### Qué se espera:
Escribe la continuación del texto sobre la selección de testigos de mesa electoral, empezando justo después de su última oración.

### Extracto del documento:
¿Testigo?
He pensado a lo
largo de toda la semana si la selección para los testigos de mesa electoral, es
un derivado de una perturbadora lotería basado en los números de cédulas, una
especie de sorteo regido por las leyes de lo absurdo. O si utilizan la data de
la compañía de teléfonos celulares, para hacernos una emboscada digital que
irrumpe en nuestras vidas en forma de mensaje de texto, y que dice algo así:
escriba al 666 y verifique si usted fue seleccionado como testigo de mesa.
Siempre pensé que
estaría exceptuado de tal solicitud, simple: mi perfil no cuadra en la pasión
inútil del “funcionario”. Pero me pasó. Y de pronto me vi atrapado en ese
laberinto cuyo amenazante Minotauro es un domingo de cara gris del próximo mes
de diciembre, día de las elecciones municipales.
Me vi obligado a
notificar -tal como indica la Ley- mi imposibilidad de participar en esa insensatez, mis argumentos son
libertarios y existenciales, no tengo otros. No podía dejar de pensar en eso,
por temor a despertar un día convertido en un insecto, por no haber expresado
mi inconformidad, como le sucedió a Gregorio Samsa (protagonista de la
Metamorfosis de Kafka).

### Material recopilado:
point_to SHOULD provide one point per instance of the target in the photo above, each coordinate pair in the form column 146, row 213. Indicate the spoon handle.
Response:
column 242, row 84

### Respuesta del ejercicio:
Supongamos que supero
la grima y el escrúpulo y soy testigo de esa parodia. ¿Qué obtendré a cambio de
ceder un domingo de mi vida, y exponerme a sufrir una depresión suicida? Y es que el domingo es otra cosa para mí, que
llevo una vida de solitario impertinente, y a veces víctima de mi propio
aislamiento, el cual no termino de entender de un todo, sólo sé que responde a
mi rechazo a sostener diálogos con la nada, y de mantenerme enfocado escribiendo
una novela. Imagínense ustedes cuántos diálogos con la nada estaría obligado a intercambiar
ese día.
Pero pensemos
que supero lo de mi oficio de escritor y decido participar en esa jornada errática,
pero sin obviar que soy un hedonista convencido, entonces ¿dónde dejamos el
placer en el oficio de vivir? Por ejemplo ese domingo como testigo de mesa ¿pudiera cambiarlo por un viaje a la playa? Por la sensualidad que hay en sumergir la
mirada en la transparencia del horizonte, donde no se distingue entre el mar y
el cielo, y disfrutar del sonido hipnótico de las olas y todos los hechizos que
ellas hacen fluir dentro de mí.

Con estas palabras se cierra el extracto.